DATA SHOWN ->
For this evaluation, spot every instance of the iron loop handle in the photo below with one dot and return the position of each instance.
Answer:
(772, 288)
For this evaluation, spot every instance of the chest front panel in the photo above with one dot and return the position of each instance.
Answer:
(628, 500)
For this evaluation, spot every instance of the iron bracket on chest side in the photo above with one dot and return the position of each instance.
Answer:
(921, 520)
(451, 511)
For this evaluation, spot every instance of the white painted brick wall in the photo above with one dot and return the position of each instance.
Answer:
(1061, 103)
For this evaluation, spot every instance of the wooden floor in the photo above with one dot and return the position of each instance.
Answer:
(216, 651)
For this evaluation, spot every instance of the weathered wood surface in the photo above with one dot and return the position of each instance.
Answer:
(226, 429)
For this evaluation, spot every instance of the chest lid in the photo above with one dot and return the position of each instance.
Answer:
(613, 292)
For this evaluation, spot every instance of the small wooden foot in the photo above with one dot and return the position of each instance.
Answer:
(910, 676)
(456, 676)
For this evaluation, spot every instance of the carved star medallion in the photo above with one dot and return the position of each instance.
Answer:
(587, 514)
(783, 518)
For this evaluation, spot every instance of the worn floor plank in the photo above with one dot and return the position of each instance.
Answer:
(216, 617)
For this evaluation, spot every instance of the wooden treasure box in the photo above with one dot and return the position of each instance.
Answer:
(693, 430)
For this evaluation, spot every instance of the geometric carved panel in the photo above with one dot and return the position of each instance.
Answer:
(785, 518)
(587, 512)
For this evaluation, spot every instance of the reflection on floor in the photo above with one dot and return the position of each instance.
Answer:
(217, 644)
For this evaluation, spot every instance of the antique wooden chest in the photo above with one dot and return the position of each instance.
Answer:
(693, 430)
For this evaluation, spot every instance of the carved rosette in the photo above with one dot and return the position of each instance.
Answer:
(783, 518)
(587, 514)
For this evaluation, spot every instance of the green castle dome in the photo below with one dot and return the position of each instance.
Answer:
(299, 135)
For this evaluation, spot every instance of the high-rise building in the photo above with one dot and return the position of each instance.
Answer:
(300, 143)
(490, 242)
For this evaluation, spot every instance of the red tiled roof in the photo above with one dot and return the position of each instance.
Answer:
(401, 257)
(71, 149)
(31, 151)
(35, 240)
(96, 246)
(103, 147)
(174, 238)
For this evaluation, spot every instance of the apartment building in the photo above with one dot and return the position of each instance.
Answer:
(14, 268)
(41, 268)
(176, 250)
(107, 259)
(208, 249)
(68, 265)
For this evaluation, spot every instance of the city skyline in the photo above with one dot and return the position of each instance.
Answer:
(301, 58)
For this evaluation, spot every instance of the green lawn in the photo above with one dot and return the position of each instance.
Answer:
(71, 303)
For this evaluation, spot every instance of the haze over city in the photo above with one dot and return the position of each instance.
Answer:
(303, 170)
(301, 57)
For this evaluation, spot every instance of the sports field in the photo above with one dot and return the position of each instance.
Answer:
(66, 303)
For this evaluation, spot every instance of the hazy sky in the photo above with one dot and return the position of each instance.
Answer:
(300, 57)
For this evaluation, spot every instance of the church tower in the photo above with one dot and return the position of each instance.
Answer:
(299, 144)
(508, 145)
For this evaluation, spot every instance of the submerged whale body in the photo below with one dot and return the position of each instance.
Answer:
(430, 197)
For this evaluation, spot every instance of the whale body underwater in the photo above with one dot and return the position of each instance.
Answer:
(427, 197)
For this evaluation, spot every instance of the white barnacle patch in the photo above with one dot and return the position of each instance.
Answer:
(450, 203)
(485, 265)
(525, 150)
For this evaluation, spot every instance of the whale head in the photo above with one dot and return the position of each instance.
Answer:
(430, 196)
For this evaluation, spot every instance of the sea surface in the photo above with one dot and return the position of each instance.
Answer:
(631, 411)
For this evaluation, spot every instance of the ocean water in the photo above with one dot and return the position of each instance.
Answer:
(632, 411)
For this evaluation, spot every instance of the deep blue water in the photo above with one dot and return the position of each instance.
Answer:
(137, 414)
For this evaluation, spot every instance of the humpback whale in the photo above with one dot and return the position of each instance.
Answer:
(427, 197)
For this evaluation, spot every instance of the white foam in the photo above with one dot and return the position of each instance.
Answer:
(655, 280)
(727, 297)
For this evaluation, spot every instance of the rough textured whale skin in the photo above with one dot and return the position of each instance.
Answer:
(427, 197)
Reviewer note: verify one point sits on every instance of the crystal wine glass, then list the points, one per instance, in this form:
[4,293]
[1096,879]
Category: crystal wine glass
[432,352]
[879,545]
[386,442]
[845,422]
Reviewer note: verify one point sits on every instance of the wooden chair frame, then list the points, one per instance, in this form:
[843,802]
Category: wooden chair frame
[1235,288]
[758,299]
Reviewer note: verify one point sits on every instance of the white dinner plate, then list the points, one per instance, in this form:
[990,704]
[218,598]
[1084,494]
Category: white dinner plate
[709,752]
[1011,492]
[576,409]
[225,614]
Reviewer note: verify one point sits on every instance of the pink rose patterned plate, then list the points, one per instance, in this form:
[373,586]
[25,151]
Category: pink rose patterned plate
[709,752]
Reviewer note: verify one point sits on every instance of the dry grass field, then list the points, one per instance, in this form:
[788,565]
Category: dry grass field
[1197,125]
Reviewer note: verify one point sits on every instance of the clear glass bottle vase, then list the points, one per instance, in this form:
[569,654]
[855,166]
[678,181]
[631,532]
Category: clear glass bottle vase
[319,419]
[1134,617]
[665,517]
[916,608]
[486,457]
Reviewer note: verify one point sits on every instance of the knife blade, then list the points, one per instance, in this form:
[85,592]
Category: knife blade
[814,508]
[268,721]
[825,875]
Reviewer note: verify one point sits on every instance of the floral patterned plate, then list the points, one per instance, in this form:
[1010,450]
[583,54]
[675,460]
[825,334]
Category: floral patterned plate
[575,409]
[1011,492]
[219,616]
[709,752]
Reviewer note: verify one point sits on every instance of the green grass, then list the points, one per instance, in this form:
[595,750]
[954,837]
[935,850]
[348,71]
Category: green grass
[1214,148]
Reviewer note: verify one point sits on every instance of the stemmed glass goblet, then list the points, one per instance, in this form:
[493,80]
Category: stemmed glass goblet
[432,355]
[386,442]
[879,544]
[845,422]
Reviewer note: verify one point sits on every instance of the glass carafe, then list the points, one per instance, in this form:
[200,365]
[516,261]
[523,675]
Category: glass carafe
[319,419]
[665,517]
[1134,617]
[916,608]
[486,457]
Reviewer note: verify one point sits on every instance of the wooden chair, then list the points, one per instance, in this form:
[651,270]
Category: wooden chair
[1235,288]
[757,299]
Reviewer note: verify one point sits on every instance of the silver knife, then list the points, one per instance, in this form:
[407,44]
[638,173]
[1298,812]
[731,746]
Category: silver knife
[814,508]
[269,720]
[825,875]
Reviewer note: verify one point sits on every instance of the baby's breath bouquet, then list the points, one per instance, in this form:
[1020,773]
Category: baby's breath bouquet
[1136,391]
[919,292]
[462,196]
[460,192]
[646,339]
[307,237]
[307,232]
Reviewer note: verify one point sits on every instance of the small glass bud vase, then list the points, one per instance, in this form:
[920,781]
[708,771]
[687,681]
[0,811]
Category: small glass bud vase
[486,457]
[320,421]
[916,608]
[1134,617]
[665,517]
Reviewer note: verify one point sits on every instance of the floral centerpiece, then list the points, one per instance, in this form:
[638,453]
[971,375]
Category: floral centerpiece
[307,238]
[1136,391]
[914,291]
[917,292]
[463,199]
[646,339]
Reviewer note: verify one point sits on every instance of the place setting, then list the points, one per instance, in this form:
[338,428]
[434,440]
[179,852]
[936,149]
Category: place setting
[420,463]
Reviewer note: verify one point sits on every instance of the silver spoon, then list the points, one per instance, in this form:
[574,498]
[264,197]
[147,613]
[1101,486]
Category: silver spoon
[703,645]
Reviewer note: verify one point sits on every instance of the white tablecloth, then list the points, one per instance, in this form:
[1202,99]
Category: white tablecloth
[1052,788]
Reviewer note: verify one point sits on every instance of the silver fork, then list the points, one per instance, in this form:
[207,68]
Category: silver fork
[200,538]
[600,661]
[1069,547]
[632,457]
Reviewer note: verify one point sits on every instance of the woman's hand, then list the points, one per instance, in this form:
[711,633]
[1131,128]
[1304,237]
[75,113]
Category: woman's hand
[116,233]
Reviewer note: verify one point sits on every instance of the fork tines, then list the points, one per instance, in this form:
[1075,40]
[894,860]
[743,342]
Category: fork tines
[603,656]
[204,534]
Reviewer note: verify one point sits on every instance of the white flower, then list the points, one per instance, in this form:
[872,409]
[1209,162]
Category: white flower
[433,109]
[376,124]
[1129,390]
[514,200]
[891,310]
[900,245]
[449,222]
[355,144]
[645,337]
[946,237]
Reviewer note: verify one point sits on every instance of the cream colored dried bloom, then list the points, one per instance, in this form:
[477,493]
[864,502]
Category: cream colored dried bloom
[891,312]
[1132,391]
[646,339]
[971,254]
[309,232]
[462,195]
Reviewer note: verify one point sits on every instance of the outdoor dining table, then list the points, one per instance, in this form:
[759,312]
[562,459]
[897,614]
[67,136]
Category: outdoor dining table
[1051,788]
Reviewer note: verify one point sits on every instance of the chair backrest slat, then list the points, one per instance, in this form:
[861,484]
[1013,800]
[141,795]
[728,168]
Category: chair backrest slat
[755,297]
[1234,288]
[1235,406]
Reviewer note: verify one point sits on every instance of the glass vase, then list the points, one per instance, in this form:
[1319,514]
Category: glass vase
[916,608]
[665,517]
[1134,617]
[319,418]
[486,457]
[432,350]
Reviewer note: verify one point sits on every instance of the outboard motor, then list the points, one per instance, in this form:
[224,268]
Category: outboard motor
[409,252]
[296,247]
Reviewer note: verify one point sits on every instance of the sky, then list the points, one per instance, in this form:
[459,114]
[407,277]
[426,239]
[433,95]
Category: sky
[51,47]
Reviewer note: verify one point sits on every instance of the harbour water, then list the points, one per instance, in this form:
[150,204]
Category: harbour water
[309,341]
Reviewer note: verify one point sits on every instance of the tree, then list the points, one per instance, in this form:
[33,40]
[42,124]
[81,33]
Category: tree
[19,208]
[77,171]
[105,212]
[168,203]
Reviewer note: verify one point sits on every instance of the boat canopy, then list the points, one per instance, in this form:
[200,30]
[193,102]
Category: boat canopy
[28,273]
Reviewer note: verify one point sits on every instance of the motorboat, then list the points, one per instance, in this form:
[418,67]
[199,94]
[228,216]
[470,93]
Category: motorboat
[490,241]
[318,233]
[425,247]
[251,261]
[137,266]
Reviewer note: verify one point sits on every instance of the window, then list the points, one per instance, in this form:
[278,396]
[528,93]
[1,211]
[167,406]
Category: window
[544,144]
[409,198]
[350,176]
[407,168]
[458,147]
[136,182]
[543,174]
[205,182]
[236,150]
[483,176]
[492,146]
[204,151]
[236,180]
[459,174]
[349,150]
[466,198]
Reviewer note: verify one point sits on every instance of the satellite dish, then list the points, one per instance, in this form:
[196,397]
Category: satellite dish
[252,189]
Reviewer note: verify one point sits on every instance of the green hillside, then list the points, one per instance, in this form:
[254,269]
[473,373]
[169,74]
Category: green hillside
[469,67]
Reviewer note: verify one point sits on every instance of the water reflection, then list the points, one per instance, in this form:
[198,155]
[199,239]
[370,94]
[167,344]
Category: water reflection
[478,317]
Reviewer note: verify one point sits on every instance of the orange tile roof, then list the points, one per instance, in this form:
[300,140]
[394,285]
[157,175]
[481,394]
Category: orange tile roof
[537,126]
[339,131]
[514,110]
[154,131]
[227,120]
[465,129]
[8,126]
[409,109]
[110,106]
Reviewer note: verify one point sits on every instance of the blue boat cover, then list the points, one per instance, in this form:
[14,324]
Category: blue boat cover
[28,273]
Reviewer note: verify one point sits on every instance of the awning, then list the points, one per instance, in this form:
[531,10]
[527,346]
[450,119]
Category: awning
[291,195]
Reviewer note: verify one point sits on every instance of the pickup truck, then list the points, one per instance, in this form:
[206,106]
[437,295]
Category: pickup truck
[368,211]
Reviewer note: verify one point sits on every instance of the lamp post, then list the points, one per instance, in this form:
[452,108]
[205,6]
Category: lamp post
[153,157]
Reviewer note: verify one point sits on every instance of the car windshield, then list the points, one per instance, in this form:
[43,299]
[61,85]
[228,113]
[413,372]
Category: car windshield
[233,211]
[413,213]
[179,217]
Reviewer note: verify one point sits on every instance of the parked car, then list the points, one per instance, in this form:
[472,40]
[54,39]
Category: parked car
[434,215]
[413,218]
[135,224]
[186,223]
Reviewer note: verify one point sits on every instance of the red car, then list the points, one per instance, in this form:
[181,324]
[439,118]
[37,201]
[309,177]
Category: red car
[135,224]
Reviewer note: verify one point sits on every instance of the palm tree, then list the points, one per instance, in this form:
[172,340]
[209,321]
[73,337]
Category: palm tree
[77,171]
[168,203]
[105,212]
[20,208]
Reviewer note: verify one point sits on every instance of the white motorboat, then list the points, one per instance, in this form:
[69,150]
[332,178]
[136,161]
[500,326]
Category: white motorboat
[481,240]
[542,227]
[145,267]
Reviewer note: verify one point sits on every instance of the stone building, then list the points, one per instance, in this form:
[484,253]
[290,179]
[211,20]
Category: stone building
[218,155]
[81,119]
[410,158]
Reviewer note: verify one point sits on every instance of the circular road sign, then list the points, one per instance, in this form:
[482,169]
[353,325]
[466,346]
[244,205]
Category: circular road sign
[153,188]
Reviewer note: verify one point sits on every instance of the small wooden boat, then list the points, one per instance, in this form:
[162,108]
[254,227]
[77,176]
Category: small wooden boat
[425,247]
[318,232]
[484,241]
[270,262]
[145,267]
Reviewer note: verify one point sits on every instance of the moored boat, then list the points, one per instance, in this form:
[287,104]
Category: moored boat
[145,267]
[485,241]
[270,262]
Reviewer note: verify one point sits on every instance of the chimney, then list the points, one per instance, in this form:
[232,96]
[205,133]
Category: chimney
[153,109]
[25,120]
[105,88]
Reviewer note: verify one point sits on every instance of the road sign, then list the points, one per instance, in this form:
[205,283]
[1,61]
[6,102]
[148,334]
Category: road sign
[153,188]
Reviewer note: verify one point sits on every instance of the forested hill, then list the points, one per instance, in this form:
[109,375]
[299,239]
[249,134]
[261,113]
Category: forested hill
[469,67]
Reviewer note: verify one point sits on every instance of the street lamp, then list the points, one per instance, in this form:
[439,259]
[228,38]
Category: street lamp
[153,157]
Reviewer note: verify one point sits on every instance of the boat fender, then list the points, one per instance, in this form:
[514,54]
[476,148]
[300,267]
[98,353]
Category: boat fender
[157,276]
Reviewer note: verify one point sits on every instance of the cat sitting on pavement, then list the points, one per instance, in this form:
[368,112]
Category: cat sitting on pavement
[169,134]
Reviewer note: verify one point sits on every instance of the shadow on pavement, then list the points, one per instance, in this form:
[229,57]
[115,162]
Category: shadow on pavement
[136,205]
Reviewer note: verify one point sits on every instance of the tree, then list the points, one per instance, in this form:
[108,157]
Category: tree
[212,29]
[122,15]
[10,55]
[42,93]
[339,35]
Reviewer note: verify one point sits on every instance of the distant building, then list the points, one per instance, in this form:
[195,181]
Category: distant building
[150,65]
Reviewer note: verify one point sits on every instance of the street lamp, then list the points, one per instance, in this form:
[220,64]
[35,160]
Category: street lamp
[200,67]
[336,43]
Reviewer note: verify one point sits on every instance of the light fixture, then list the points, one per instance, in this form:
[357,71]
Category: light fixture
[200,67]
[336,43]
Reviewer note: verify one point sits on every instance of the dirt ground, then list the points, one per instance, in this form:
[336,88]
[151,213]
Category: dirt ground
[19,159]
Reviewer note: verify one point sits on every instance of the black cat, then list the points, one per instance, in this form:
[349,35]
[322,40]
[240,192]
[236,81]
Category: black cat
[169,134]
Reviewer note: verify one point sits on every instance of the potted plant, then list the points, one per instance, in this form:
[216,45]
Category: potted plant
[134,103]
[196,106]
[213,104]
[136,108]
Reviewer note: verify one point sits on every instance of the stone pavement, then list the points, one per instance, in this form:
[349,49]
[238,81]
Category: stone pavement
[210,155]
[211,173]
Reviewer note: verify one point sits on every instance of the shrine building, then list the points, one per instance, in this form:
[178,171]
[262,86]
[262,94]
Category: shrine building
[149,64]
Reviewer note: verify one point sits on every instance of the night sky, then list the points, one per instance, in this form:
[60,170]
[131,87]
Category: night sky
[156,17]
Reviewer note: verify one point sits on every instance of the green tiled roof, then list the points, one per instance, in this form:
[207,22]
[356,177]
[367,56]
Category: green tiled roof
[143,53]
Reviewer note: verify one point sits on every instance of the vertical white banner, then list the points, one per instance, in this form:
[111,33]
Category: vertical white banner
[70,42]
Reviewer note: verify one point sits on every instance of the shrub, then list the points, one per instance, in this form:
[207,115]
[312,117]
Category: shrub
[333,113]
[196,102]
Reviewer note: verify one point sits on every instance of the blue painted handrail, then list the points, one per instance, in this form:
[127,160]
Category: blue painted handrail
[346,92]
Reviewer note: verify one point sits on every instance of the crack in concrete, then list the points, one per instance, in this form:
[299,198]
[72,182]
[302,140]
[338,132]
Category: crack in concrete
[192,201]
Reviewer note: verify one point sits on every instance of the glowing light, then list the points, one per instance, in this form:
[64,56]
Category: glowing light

PROBLEM DESCRIPTION -> The required output is the span of lines from the one containing "stone pavement, then" to the last line, reproduced character for character.

FULL SOLUTION ->
Reviewer note: verify one point sits on every instance of the stone pavement, then list the points, one per instance, in this form:
[349,49]
[238,81]
Category: stone pavement
[210,155]
[211,173]
Reviewer note: verify one point sits on every instance of the shrine building, then list the points, one per instance, in this form:
[178,171]
[262,86]
[262,94]
Category: shrine building
[149,64]
Reviewer note: verify one point sits on every instance of the night sky, then list the points, one per instance, in this form:
[60,170]
[131,87]
Category: night sky
[156,17]
Reviewer note: verify one point sits on every instance of the green tiled roof, then list the points, one per instance, in this form:
[207,22]
[356,177]
[367,56]
Category: green tiled roof
[143,53]
Reviewer note: verify one point sits on every instance of the vertical white banner, then list the points, one per instance, in this form:
[111,33]
Category: vertical white banner
[70,42]
Reviewer note: verify one point sits on every instance of the shrub, then list the points, one per instance, in this form:
[207,115]
[312,117]
Category: shrub
[333,113]
[196,102]
Reviewer note: verify one point sits on every instance of the blue painted handrail, then list the points, one per instance, in this form:
[127,160]
Category: blue painted handrail
[346,92]
Reviewer note: verify one point sits on every instance of the crack in concrete, then list the points, one per instance, in this form:
[299,198]
[72,182]
[302,140]
[338,132]
Category: crack in concrete
[192,201]
Reviewer note: verify one point sits on every instance of the glowing light, then list the points, one per instance, in this form:
[64,56]
Category: glowing light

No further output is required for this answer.